■ Directive
Return only the line that contains "Thank you for the photo. Could you please identify the shadowed" and each line after it, through the last line of the data below, copied exactly.
╔══
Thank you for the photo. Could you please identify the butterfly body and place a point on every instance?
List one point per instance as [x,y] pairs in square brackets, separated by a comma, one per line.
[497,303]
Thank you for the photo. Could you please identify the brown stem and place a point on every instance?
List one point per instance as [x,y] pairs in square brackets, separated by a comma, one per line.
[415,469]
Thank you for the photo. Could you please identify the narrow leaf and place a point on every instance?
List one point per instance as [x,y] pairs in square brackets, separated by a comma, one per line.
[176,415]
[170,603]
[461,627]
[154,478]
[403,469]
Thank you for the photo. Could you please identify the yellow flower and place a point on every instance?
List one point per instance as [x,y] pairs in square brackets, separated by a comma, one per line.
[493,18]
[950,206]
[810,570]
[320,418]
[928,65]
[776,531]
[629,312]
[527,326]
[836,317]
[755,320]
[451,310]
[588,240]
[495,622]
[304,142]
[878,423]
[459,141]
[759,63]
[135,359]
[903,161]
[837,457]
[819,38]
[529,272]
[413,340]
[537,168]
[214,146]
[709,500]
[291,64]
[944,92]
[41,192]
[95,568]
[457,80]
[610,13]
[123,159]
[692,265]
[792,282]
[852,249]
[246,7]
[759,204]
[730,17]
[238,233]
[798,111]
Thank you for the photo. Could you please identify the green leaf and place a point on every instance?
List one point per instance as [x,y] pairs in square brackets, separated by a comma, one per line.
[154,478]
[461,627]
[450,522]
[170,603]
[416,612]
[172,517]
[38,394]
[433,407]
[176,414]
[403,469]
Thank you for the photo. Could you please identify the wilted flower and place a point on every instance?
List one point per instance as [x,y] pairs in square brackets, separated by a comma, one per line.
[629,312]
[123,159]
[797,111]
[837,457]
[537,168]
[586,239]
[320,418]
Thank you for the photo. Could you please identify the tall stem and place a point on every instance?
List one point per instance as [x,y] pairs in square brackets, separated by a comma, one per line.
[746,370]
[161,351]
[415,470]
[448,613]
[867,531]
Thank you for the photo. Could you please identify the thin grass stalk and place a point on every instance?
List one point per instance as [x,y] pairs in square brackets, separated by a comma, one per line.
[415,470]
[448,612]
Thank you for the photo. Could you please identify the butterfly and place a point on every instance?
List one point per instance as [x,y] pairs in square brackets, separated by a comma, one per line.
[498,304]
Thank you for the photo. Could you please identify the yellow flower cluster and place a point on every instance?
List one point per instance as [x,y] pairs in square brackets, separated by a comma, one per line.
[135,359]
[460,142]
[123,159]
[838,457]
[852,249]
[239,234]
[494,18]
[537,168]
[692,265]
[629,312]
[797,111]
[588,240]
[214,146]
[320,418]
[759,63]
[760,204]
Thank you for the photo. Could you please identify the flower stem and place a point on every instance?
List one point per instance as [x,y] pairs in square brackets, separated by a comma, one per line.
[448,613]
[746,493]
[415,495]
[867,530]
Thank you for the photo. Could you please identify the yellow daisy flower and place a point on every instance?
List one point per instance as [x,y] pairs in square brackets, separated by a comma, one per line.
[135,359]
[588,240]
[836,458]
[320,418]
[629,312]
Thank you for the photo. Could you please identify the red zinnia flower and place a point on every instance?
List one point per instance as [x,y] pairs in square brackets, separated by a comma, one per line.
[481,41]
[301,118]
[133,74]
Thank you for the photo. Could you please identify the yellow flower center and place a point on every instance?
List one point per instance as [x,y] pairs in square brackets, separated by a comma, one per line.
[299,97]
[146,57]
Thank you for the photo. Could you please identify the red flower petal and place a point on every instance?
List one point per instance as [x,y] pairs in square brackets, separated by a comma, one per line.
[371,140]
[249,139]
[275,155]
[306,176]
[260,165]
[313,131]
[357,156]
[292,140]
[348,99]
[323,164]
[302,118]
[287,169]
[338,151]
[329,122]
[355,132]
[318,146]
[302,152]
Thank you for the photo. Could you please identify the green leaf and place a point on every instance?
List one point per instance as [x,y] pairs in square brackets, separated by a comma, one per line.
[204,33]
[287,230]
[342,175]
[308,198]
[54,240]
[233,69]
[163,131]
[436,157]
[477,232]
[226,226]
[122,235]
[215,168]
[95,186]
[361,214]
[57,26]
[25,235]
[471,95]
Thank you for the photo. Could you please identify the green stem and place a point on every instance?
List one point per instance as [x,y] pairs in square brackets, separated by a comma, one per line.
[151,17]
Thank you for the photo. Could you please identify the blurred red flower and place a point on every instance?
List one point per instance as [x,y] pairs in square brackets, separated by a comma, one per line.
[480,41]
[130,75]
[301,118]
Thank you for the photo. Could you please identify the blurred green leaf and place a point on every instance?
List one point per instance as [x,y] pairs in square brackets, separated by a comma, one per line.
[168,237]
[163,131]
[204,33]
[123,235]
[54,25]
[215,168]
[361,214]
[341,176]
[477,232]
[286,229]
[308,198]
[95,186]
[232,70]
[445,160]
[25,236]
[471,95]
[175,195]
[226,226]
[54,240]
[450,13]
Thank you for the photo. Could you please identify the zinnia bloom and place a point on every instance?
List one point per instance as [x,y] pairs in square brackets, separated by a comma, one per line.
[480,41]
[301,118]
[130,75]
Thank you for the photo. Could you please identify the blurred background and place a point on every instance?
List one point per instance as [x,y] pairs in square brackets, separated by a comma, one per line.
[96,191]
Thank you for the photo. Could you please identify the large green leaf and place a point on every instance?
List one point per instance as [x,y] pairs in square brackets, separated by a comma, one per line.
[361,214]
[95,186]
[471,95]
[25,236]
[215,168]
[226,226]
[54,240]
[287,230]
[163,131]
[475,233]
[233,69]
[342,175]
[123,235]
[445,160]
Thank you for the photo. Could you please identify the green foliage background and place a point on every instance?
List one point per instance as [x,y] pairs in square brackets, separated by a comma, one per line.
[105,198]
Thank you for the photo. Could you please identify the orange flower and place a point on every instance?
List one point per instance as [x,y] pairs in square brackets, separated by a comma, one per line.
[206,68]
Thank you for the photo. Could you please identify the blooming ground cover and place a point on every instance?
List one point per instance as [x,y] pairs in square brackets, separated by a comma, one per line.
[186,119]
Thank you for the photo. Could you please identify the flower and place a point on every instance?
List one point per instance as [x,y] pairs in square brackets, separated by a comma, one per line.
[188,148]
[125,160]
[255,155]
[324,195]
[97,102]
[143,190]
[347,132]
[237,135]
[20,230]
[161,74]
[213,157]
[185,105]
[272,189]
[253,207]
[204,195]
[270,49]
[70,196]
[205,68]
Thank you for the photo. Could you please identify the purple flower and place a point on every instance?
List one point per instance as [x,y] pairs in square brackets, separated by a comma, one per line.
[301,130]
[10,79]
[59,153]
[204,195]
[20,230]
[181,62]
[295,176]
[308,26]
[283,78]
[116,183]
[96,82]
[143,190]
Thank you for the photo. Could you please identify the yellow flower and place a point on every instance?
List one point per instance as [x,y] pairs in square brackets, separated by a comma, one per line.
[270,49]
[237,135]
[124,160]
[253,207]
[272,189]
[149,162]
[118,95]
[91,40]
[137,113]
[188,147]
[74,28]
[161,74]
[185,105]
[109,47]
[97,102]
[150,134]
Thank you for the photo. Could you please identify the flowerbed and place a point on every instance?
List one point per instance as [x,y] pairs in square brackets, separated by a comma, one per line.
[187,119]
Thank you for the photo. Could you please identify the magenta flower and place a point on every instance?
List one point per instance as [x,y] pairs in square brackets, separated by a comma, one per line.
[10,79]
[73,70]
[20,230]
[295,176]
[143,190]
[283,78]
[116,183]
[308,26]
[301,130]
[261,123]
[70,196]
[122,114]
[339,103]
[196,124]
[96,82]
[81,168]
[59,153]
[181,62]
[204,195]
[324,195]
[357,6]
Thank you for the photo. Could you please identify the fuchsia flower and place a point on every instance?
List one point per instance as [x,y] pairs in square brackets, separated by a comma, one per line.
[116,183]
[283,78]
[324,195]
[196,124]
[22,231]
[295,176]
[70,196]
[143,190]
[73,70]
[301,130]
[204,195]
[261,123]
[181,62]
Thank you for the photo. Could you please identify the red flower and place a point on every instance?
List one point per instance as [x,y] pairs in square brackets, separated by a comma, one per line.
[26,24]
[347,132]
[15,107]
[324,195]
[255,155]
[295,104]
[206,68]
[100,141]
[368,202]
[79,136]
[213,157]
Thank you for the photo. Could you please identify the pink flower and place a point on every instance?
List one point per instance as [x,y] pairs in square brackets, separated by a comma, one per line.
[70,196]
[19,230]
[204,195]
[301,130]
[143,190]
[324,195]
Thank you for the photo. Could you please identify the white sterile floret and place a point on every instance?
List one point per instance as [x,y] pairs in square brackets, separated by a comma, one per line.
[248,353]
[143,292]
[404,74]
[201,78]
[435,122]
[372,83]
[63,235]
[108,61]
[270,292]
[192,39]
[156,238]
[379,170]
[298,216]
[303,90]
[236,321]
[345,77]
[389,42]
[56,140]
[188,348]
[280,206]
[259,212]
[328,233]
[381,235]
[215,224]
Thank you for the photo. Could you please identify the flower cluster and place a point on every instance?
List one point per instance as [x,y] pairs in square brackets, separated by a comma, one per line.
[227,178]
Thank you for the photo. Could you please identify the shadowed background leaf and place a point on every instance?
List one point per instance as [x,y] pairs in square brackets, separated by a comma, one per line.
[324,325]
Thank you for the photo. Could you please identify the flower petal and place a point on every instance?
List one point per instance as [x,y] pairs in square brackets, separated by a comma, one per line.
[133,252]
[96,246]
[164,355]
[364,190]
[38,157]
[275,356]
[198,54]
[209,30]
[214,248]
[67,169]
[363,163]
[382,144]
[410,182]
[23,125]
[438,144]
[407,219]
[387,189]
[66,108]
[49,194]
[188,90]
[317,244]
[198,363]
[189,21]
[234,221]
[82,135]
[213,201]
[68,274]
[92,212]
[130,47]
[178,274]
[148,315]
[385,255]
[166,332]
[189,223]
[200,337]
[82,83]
╚══
■ Task result
Thank you for the photo. Could you please identify the shadowed background leaf and place a point on every instance?
List one point per instance as [x,y] pairs in square brackets, separated by a comma, one per line.
[324,325]
Thank you for the photo. Could you please identify the flower petal and place a point on every instance?
List one point per instance as [x,y] pairs in square brackets, separated by a comma, one per line.
[133,252]
[96,246]
[164,355]
[364,190]
[38,157]
[275,356]
[198,54]
[209,30]
[214,248]
[67,169]
[363,163]
[382,144]
[410,182]
[23,125]
[438,144]
[407,219]
[387,189]
[66,108]
[49,194]
[188,90]
[317,244]
[198,363]
[189,21]
[234,221]
[82,135]
[213,201]
[68,274]
[92,212]
[130,47]
[178,274]
[148,315]
[385,255]
[166,332]
[189,223]
[200,337]
[82,83]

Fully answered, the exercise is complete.